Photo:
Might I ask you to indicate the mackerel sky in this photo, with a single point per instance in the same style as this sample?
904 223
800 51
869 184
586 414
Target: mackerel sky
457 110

TASK REQUIREMENTS:
Retype the listing exactly, in full.

EXERCISE RESPONSE:
Photo:
Might I ask you to indicate the mackerel sky in this photo, with a single point per instance in the same style as this sample?
904 223
800 51
869 184
586 414
Target: mackerel sky
457 110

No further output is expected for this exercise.